Williams hopes emphasis on run game is for real
SPARTANBURG, S.C. -- Panthers running back DeAngelo Williams has heard coach Ron Rivera talk about returning to a traditional running game and using the running backs more in this year's offense.
Williams will believe it when he sees it.
Williams, Carolina's all-time leading rusher, said Friday the Panthers are spending a lot of time on the running game at training camp, but quickly added that's not unlike the last two summers when the Panthers stressed running the ball -- only to change course once the season began.
"The last two years I saw it in camp," Williams said. "I saw it in practice. I saw it all the way up until game time... and then we threw it more than we ran it."
The Panthers threw it 485 times last year and ran it 462.
And when they did run it, it was often quarterback Cam Newton carrying the ball. Newton led the team in rushing last season with 741 yards and eight touchdowns.
Williams hopes this year is different, and the Panthers stick with the run under new offensive coordinator Mike Shula, who was promoted from quarterbacks coach earlier this offseason.
"After the first two or three games we'll definitely know our identity as a team," Williams said.
Williams carried the ball a team-high 173 times last season, but has emphasized to coaches that he wants more action -- preferably more than 10.8 carries per game.
"He wants the ball," Rivera said.
Williams could wind up getting the bulk of carries early in the season depending on the how Jonathan Stewart recovers from surgery on both ankles. Stewart, the team's other go-to back, has missed all of training camp, but said he's hopeful to be ready for the season opener.
"We (as running backs) have always been involved in the running game, but I think we got away from it a few years ago," Williams said. "We got a new offensive coordinator so we're starting off with a clean slate. We'll see how it goes."
Panthers quarterback Cam Newton said he's noticed a sense of urgency from Williams this year.
"I think he wants it," Newton said. "For me I sense something in DeAngelo that I haven't seen before. He has that look in his eye like it's now or never. It's not panicked, (but) it's an intensity. He's like, the time is now for us."
Williams, who turned 30 in April, admits the clock is ticking on his own football mortality.
He took a pay cut this offseason -- which he declined to talk about -- so he could return to the Panthers and make a run at the Super Bowl.
"I think I'm more verbal on it because the clock's winding down for some of the older guys and this may be our last opportunity," Williams said. "We may have two or three more opportunities but like I told Cam, the time is now. ... We don't have to go home in December or January. We can go home in February."
The past couple of years have been tough for Williams.
Last year the Panthers made the decision to go with one primary ball carrier earlier in the season and chose Stewart over Williams to carry the load.
^^^^^^^^
--- What to work on ---
A – Translate this sentence from the article on the Panthers' running game into Spanish: "The past couple of years have been tough for Williams."
B – Retype the part of the article on the Panthers' running game from "The Panthers threw" up to and including "carries per game.".
The entries that come next are separate material and have nothing to do with the article on the Panthers' running game.
^^^^^^^^
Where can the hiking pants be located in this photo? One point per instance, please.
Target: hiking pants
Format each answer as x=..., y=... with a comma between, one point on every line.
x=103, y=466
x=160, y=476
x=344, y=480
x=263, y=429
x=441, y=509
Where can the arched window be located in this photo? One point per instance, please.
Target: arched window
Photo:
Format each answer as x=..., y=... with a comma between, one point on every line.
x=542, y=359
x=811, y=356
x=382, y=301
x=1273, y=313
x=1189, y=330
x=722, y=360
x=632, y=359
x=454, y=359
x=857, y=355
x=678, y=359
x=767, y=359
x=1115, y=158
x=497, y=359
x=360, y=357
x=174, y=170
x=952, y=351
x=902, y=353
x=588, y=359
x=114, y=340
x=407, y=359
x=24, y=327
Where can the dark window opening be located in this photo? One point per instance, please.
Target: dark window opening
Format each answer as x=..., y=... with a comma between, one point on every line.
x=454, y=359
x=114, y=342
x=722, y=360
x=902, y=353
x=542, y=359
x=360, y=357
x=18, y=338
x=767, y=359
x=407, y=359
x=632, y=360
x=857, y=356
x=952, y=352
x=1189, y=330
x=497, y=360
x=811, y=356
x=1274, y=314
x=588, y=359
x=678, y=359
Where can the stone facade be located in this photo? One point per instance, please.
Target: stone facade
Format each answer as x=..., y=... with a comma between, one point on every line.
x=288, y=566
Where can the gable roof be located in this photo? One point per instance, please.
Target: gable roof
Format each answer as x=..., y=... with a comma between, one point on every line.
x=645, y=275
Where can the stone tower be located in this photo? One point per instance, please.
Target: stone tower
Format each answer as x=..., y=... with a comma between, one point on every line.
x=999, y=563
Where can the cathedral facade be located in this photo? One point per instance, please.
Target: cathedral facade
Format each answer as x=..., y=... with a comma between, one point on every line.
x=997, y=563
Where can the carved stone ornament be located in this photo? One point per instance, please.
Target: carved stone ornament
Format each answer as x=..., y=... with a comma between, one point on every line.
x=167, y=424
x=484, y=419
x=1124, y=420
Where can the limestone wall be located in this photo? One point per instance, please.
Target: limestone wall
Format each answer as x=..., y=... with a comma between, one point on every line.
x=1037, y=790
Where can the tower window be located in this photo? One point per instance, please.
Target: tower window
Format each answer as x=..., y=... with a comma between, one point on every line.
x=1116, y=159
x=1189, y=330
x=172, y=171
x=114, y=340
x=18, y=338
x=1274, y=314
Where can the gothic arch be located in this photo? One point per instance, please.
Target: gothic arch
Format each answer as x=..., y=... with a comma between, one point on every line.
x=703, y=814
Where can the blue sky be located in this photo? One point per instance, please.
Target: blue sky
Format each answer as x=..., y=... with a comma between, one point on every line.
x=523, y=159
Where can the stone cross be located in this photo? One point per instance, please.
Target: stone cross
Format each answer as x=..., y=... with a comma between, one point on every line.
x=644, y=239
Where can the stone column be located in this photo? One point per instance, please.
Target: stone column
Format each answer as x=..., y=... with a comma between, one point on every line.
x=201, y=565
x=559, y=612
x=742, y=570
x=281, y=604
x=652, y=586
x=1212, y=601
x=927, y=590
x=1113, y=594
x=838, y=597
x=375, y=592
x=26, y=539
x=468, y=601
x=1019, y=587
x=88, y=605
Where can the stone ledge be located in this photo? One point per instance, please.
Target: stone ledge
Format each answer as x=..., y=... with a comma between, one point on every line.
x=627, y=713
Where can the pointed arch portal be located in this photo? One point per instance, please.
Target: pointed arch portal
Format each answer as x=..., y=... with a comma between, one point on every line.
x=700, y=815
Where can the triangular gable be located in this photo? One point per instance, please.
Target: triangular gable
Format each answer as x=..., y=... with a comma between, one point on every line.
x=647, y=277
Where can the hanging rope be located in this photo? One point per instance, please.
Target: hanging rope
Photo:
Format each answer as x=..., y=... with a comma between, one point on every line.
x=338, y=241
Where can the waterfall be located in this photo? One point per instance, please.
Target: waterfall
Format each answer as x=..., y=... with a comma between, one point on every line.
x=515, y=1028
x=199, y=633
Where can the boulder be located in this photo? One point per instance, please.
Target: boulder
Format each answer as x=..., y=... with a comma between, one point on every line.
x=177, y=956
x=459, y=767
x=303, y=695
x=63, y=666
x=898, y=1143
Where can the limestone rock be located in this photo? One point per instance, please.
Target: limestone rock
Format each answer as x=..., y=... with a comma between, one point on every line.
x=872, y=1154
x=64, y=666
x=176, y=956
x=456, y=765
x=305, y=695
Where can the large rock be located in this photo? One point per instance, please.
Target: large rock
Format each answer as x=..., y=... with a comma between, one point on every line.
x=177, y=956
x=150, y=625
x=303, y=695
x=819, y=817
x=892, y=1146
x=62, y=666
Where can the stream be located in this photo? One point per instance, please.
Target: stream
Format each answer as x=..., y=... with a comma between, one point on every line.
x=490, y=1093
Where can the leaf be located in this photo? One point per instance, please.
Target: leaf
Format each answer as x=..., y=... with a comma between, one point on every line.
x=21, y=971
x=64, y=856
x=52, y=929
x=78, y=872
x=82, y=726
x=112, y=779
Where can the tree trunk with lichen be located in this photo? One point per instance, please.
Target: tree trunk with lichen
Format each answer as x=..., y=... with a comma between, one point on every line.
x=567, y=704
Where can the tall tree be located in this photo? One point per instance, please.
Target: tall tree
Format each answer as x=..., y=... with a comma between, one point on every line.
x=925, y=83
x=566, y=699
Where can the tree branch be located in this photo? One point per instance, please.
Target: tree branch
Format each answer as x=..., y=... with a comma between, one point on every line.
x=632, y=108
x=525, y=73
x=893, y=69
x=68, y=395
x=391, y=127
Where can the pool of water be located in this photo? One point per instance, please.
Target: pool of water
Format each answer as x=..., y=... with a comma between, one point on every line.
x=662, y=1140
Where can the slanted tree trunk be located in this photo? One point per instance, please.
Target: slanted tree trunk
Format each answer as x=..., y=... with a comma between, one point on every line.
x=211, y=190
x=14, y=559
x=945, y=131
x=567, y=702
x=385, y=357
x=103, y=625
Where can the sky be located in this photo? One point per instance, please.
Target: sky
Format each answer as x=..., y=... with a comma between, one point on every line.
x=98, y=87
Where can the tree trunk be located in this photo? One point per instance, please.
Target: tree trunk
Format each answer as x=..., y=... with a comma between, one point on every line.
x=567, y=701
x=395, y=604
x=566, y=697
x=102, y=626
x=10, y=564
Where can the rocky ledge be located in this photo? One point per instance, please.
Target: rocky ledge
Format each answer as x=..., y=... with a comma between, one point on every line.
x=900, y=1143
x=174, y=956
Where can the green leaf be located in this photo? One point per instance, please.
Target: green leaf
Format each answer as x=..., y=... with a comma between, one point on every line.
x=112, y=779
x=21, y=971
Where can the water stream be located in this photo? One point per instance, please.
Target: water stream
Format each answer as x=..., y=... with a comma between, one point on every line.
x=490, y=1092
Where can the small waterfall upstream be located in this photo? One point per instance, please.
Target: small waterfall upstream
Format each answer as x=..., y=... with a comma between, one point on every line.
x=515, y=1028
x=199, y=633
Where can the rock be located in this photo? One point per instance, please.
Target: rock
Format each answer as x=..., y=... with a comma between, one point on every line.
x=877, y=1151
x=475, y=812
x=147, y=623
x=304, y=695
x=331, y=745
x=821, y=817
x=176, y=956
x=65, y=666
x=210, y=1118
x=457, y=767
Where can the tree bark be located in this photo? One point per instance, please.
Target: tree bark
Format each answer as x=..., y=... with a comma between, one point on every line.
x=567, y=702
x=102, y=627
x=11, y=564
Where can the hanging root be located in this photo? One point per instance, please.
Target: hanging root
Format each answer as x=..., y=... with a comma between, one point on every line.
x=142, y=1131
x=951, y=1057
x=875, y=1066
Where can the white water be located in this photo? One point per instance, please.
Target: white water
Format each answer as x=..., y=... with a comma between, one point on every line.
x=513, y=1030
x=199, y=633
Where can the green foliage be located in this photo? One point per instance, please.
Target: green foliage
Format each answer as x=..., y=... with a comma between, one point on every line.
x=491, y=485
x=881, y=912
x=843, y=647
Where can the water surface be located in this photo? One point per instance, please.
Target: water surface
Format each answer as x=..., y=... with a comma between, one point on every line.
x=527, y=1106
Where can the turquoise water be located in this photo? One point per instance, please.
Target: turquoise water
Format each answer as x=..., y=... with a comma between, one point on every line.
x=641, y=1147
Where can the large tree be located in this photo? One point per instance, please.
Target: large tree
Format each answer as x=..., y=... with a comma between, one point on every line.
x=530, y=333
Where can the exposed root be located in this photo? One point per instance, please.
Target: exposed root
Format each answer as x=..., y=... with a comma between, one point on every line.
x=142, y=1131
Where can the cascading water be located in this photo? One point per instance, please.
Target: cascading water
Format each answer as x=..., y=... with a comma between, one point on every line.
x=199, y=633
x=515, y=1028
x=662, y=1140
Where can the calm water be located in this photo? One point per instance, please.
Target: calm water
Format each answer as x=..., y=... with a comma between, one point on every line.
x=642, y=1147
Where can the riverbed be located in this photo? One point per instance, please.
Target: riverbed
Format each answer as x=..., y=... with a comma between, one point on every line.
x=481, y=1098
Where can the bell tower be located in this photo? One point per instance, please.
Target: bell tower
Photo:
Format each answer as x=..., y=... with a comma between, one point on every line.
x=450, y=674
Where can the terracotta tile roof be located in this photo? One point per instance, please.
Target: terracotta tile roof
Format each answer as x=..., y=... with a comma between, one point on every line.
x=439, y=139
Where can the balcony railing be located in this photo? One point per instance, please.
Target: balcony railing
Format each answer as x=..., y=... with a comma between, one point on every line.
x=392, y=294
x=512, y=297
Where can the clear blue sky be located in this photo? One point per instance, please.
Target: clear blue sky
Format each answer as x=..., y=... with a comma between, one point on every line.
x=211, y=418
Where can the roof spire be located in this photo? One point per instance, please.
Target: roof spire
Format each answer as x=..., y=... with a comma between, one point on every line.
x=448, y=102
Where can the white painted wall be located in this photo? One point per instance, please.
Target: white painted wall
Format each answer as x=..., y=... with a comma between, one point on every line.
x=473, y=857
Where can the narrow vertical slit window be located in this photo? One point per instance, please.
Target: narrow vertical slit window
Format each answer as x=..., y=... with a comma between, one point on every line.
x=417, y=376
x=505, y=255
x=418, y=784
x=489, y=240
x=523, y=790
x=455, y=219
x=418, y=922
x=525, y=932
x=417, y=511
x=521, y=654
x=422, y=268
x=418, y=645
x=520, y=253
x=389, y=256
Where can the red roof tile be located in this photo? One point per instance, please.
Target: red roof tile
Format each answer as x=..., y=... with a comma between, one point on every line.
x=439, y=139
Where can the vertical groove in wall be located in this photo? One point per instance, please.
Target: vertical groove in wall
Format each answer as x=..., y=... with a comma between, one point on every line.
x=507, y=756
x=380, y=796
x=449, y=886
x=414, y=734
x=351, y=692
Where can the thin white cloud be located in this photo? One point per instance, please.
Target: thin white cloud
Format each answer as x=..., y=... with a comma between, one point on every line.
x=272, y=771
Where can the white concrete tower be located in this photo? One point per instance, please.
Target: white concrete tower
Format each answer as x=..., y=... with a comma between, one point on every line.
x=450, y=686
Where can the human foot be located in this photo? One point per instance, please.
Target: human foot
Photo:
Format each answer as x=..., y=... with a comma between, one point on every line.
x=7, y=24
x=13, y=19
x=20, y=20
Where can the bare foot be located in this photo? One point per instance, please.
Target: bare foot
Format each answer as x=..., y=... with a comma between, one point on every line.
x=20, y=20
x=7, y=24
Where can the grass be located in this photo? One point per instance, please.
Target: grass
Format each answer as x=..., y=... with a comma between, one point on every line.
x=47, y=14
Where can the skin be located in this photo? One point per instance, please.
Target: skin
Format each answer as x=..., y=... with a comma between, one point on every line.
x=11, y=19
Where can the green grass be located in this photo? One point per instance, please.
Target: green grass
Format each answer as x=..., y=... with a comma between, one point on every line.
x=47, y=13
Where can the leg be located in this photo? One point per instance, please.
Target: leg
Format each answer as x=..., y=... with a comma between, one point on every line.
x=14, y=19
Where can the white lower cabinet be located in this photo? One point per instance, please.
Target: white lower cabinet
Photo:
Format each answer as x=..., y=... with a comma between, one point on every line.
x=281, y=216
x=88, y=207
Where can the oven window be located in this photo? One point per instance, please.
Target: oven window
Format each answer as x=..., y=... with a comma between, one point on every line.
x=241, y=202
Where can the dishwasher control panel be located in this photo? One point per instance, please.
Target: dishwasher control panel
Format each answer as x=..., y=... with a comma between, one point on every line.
^^^^^^^^
--- Solution list ---
A – Los últimos dos años han sido difíciles para Williams.

B –
The Panthers threw it 485 times last year and ran it 462.
And when they did run it, it was often quarterback Cam Newton carrying the ball. Newton led the team in rushing last season with 741 yards and eight touchdowns.
Williams hopes this year is different, and the Panthers stick with the run under new offensive coordinator Mike Shula, who was promoted from quarterbacks coach earlier this offseason.
"After the first two or three games we'll definitely know our identity as a team," Williams said.
Williams carried the ball a team-high 173 times last season, but has emphasized to coaches that he wants more action -- preferably more than 10.8 carries per game.